**Problem statement:** Where the data below has the string "outline", return the whole line.

**Recorded information:**
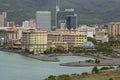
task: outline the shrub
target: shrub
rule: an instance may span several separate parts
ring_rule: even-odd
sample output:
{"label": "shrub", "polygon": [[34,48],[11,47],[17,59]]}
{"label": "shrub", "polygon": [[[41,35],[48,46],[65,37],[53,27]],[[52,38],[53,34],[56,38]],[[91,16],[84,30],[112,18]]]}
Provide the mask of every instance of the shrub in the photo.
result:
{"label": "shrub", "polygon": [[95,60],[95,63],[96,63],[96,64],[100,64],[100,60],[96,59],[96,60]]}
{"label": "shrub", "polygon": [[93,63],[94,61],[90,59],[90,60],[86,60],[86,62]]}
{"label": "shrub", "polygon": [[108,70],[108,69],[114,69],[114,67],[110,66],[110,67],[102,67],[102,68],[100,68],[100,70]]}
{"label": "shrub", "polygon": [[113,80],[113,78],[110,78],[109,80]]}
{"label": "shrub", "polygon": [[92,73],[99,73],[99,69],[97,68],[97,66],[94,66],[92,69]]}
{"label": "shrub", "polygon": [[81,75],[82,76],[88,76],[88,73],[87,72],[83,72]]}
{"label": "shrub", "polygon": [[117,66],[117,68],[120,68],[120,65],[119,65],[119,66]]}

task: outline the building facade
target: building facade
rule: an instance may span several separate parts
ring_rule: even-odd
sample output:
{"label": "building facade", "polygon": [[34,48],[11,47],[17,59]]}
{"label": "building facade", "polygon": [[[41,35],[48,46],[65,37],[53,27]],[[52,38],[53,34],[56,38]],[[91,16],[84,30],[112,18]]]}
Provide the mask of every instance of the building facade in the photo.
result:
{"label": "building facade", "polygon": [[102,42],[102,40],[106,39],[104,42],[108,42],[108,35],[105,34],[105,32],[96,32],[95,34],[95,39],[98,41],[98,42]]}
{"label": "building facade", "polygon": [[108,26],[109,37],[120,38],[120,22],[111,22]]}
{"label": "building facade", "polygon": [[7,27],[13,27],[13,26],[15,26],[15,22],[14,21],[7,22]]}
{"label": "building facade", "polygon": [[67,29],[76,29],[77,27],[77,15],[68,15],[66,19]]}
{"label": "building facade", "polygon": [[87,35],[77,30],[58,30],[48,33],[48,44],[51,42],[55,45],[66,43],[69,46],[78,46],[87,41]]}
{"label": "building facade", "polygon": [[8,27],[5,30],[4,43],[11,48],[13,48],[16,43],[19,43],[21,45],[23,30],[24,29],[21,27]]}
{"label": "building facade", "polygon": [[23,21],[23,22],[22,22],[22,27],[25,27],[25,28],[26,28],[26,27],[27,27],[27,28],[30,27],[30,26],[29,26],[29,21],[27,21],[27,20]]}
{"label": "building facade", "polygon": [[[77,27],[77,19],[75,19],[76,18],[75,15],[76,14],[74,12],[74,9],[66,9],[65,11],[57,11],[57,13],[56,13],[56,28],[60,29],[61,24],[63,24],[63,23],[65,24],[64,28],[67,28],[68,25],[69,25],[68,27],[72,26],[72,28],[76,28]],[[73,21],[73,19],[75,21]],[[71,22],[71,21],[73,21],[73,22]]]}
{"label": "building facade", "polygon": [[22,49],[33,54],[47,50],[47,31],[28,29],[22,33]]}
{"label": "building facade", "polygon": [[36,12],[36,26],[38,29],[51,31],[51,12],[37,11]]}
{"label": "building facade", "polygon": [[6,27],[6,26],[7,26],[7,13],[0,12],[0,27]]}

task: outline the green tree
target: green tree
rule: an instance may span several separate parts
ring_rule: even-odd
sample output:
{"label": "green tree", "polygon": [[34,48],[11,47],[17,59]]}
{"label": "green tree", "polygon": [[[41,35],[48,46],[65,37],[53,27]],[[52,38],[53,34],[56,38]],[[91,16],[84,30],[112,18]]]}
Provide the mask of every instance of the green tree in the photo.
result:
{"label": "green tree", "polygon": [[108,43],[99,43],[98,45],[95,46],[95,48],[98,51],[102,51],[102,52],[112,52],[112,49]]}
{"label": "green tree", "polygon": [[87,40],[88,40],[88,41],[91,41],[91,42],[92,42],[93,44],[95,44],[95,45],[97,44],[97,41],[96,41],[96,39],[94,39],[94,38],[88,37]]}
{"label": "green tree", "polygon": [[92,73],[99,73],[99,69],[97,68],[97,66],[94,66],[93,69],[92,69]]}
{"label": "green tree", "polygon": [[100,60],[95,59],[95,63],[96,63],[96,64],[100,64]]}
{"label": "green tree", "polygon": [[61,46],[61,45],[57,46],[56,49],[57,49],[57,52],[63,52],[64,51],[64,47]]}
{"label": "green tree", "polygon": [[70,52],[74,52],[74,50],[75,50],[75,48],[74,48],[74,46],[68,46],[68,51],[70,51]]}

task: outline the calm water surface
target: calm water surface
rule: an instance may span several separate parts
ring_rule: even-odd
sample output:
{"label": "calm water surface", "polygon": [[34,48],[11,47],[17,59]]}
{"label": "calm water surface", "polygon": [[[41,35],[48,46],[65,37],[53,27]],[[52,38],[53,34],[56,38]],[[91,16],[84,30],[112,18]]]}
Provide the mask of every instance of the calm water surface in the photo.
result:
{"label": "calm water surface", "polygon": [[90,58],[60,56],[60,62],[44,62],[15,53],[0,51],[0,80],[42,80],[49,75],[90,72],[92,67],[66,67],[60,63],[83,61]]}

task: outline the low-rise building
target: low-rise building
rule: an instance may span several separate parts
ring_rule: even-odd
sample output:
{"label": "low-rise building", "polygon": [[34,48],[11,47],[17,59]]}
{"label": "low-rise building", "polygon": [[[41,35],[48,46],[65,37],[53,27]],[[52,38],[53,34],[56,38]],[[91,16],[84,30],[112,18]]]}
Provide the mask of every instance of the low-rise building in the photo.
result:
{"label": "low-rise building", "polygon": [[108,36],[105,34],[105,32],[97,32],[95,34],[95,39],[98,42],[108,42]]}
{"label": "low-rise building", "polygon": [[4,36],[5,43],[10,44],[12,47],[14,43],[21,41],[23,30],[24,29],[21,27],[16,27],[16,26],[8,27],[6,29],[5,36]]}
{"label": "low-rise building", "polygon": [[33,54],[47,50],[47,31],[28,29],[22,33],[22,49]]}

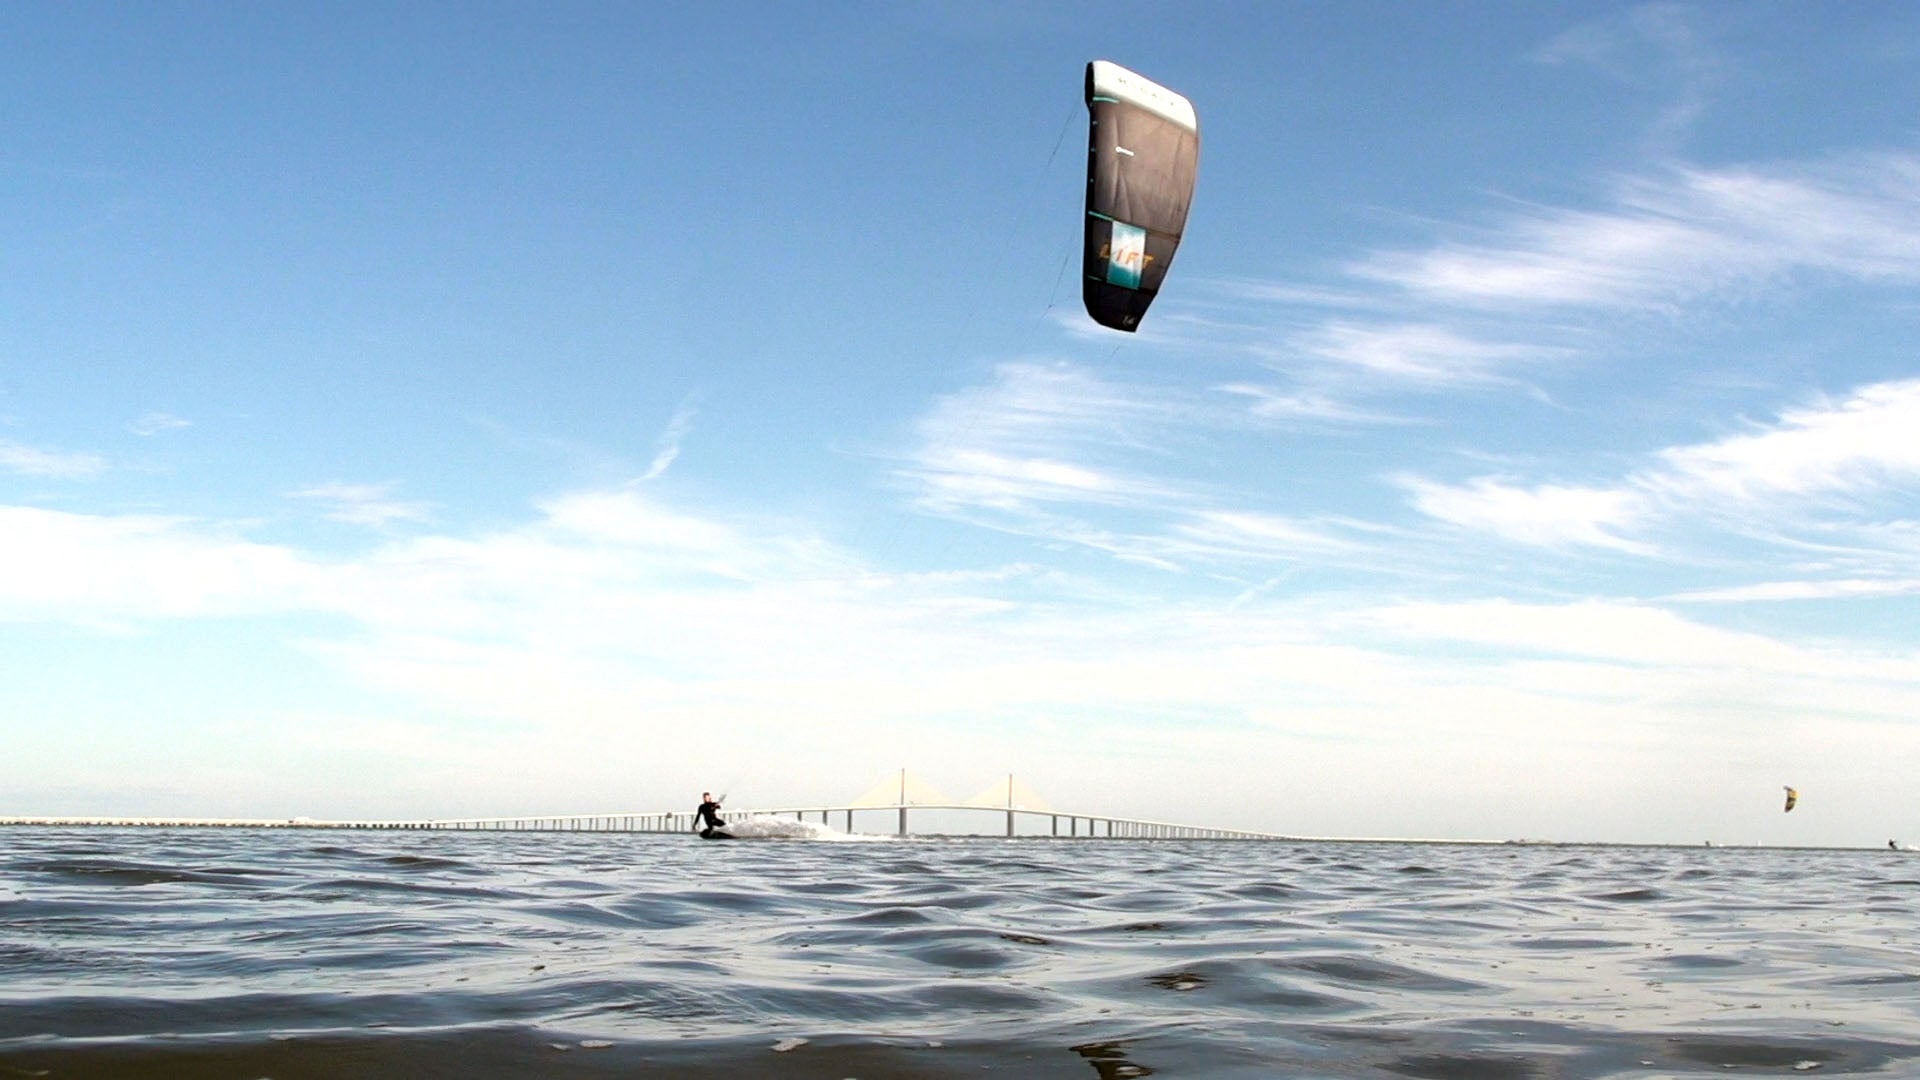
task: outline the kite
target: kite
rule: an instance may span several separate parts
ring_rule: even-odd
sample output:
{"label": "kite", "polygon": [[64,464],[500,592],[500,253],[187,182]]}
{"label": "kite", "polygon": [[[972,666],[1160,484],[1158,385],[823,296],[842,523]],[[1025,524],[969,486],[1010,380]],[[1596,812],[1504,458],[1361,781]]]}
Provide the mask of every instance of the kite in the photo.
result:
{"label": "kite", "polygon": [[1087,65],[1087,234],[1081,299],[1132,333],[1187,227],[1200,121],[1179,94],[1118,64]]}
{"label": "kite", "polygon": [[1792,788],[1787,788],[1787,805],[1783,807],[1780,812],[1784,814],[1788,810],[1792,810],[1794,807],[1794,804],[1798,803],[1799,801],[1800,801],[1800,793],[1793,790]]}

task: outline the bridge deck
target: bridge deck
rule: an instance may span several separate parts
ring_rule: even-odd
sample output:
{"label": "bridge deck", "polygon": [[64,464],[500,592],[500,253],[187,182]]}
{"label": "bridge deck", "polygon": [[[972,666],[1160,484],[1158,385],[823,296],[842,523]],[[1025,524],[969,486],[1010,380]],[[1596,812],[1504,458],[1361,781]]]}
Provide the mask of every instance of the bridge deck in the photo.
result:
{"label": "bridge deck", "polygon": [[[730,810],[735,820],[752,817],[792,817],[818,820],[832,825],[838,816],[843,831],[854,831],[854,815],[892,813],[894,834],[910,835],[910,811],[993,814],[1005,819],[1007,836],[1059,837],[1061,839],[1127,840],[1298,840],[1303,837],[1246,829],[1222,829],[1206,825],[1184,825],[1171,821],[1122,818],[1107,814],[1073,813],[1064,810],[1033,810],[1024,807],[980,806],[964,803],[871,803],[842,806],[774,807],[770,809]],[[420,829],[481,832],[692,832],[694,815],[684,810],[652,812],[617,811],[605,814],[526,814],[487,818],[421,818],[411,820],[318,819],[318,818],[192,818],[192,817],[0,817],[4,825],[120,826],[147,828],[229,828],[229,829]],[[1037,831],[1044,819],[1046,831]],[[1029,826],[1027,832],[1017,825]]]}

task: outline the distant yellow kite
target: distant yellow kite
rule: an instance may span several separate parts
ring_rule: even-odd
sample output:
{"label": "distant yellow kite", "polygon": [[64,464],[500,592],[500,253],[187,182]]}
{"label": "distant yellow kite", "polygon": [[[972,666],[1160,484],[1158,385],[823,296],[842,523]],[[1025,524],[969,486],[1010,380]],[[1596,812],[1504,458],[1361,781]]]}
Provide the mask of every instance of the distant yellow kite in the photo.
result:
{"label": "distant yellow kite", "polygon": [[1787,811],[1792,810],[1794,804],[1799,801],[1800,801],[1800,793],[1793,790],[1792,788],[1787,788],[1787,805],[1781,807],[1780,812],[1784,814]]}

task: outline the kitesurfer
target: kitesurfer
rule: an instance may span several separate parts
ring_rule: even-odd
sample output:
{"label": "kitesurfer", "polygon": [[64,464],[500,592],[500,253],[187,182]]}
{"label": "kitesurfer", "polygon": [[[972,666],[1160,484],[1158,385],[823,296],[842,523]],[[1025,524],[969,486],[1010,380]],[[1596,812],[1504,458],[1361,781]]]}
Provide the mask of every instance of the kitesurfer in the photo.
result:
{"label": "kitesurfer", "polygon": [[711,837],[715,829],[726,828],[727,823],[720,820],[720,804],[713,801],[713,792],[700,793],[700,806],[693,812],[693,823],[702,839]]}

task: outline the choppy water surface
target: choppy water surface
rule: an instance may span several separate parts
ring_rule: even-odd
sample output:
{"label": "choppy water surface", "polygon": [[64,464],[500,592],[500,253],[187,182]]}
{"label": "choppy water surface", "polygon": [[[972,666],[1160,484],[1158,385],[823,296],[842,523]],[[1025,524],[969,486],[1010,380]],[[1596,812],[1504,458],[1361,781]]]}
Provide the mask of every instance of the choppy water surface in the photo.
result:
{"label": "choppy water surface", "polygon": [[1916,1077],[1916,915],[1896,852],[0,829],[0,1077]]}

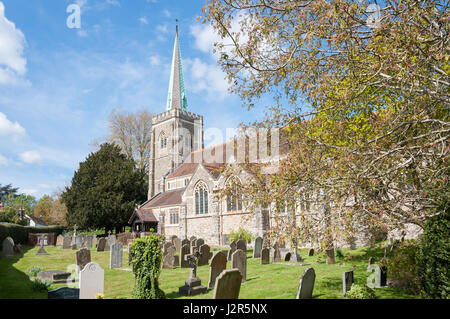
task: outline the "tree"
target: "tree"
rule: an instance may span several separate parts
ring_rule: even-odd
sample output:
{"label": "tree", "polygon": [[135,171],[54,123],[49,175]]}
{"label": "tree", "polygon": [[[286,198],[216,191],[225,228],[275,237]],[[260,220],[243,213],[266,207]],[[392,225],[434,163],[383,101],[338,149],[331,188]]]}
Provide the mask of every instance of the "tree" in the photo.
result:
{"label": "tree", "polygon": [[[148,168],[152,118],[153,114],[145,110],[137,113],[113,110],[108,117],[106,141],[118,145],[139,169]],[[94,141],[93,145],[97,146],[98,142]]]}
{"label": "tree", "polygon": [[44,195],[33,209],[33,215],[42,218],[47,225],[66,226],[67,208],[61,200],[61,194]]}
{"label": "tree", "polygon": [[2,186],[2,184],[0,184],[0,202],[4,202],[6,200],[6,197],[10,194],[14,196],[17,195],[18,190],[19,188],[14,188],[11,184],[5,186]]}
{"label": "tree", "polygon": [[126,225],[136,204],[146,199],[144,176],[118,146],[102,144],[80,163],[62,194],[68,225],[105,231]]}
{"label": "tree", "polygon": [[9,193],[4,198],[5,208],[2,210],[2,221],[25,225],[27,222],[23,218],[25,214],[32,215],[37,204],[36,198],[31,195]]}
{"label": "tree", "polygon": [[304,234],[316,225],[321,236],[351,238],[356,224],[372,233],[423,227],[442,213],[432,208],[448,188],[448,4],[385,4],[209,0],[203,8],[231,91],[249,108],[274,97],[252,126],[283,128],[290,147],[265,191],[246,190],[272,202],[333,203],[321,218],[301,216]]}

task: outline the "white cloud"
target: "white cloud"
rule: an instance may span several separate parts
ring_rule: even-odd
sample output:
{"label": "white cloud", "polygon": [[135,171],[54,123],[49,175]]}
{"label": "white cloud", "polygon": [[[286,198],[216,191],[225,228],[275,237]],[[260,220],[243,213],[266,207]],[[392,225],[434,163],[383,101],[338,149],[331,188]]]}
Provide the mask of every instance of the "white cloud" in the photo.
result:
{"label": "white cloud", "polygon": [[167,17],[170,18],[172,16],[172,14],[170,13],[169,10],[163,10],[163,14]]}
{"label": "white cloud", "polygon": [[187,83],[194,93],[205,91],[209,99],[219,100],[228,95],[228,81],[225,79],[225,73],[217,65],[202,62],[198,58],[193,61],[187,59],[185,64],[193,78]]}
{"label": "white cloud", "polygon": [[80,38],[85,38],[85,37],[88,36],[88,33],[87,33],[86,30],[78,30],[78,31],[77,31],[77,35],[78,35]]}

**Response to the task:**
task: outline the shrub
task: outline the building facade
task: outline the green tree
task: outline the calm water surface
task: outline the low-rise building
task: outline the kite
task: outline the bridge deck
task: outline the distant yellow kite
task: outline the kitesurfer
task: outline the choppy water surface
task: outline the "tree"
task: outline the "white cloud"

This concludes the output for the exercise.